Uit te voeren taken |
**1.** Bewerk het fragment over het grensgeschil door het deel tussen "De zaak is een" en "voorgestane locatie lag.", beide inbegrepen, opnieuw weer te geven en daarin "hof" te vervangen door "gerechtshof".
**2.** Voor wiens rekening komen volgens het fragment over het grensgeschil de kosten van het hoger beroep?
**3.** Zet het fragment over het grensgeschil voort met het deel dat na de laatste zin volgt.
──────── Tekstfragment ────────
De zaak is een vervolg op eerdere tussenarresten van het hof, waarin de partijen al in een eerdere fase van de procedure hun standpunten hebben gepresenteerd. De appellanten hebben betoogd dat zij door verkrijgende verjaring eigenaar zijn geworden van een strook grond tussen 2.80 meter en 3.75 meter van hun woning, maar het hof oordeelt dat zij niet te goeder trouw zijn en dat de kadastrale metingen geldig zijn. Het hof heeft vastgesteld dat de appellanten niet voldoende bewijs hebben geleverd dat de kadastrale grens niet correct is en dat zij wisten of hadden kunnen weten dat de perceelsgrens niet op de door hen voorgestane locatie lag.

Het hof heeft de vorderingen van de appellanten afgewezen en het vonnis van de rechtbank bekrachtigd. De kosten van het hoger beroep zijn voor rekening van de appellanten. Dit arrest benadrukt het belang van de notariële akte en de kadastrale registratie in geschillen over perceelsgrenzen, evenals de vereisten voor verkrijgende verjaring.
──────── Items uit dataset ────────
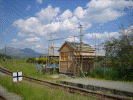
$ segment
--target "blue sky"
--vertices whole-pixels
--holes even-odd
[[[93,46],[95,37],[96,44],[118,37],[121,24],[128,29],[132,19],[133,0],[0,0],[0,48],[6,45],[45,53],[50,33],[53,39],[80,35],[80,24],[83,42]],[[60,47],[65,41],[74,38],[55,40],[53,45]]]

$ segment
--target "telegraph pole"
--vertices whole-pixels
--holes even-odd
[[[75,35],[74,35],[74,55],[75,55]],[[75,57],[75,59],[76,59],[76,57]],[[75,61],[74,61],[74,77],[76,76],[76,74],[75,74]]]
[[[80,61],[81,61],[81,70],[82,70],[82,63],[83,63],[83,61],[82,61],[82,36],[83,36],[83,34],[82,34],[82,29],[83,29],[83,27],[82,27],[82,25],[80,25],[80,27],[78,27],[78,28],[80,28]]]
[[[6,60],[6,45],[5,45],[5,60]]]

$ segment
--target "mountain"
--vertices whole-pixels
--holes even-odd
[[[0,53],[5,53],[5,48],[0,49]],[[30,48],[19,49],[14,47],[6,47],[6,54],[12,58],[28,58],[28,57],[39,57],[40,55],[45,56],[46,54],[38,53]]]

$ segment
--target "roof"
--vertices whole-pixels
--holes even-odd
[[[95,53],[81,53],[83,57],[104,57],[105,54],[95,54]]]
[[[68,41],[65,41],[65,43],[61,46],[61,48],[65,45],[65,44],[68,44],[70,47],[72,47],[73,49],[75,50],[80,50],[80,43],[78,42],[68,42]],[[61,48],[58,50],[60,51]],[[91,48],[91,46],[89,44],[86,44],[86,43],[82,43],[82,51],[94,51],[93,48]]]
[[[67,42],[67,41],[66,41]],[[78,42],[67,42],[73,49],[80,50],[80,43]],[[93,48],[89,44],[82,43],[83,51],[93,51]]]

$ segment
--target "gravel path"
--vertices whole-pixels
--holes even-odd
[[[123,90],[133,93],[133,84],[120,81],[98,80],[94,78],[67,79],[68,82],[80,83],[85,85],[94,85],[111,89]]]
[[[6,74],[0,72],[0,76],[5,76]],[[2,81],[2,80],[1,80]],[[8,92],[0,85],[0,95],[5,97],[7,100],[22,100],[22,98],[14,93]]]

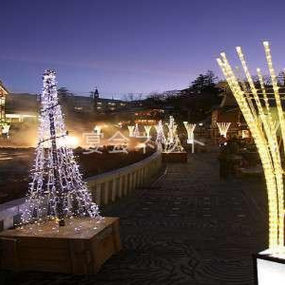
────────
Antwoorden |
**1.**
De zaak is een vervolg op eerdere tussenarresten van het gerechtshof, waarin de partijen al in een eerdere fase van de procedure hun standpunten hebben gepresenteerd. De appellanten hebben betoogd dat zij door verkrijgende verjaring eigenaar zijn geworden van een strook grond tussen 2.80 meter en 3.75 meter van hun woning, maar het gerechtshof oordeelt dat zij niet te goeder trouw zijn en dat de kadastrale metingen geldig zijn. Het gerechtshof heeft vastgesteld dat de appellanten niet voldoende bewijs hebben geleverd dat de kadastrale grens niet correct is en dat zij wisten of hadden kunnen weten dat de perceelsgrens niet op de door hen voorgestane locatie lag.

**2.** Voor rekening van de appellanten.

**3.**
Uitspraak

GERECHTSHOF ‘s-GRAVENHAGE
Nevenzittingsplaats ’s-Hertogenbosch
Sector civiel recht
zaaknummer MHD 200.065.209
arrest van de tweede kamer van 21 februari 2012
in de zaak van
1. [Appellant sub 1.],
2. [Appellante sub 2.],
beiden wonende te [woonplaats],
appellanten in principaal appel,
geïntimeerden in voorwaardelijk incidenteel appel,
advocaat: mr. S. Visser,
tegen:
1. [Geintimeerde sub 1.],
wonende te [woonplaats],
2. [Geintimeerde sub 2.],
wonende te [woonplaats],
3. [Geintimeerde sub 3.],
wonende te [woonplaats],
4. [Geintimeerde sub 4.],
wonende te [woonplaats],
geïntimeerden in principaal appel,
appellanten in voorwaardelijk incidenteel appel,
advocaat: mr. J.C. van den Doel,
als vervolg op de door het hof gewezen tussenarresten van 29 juni 2010 en 22 november 2011 in het hoger beroep van het door de rechtbank Middelburg onder nummer 64219/HA ZA 08-401 gewezen vonnis van 20 januari 2010. In navolging van en in aanvulling op voormelde tussenarresten zullen principaal appellanten en principaal geïntimeerden hierna gezamenlijk worden aangeduid als [appellanten] c.s. respectievelijk [geintimeerden] c.s. en zullen principaal appellant onder 1. en principaal geïntimeerde onder 1. waar nodig afzonderlijk worden aangeduid als [appellant sub 1.] respectievelijk [geïntimeerde sub 1.].
Het hof zal de nummering van de tussenarresten voortzetten.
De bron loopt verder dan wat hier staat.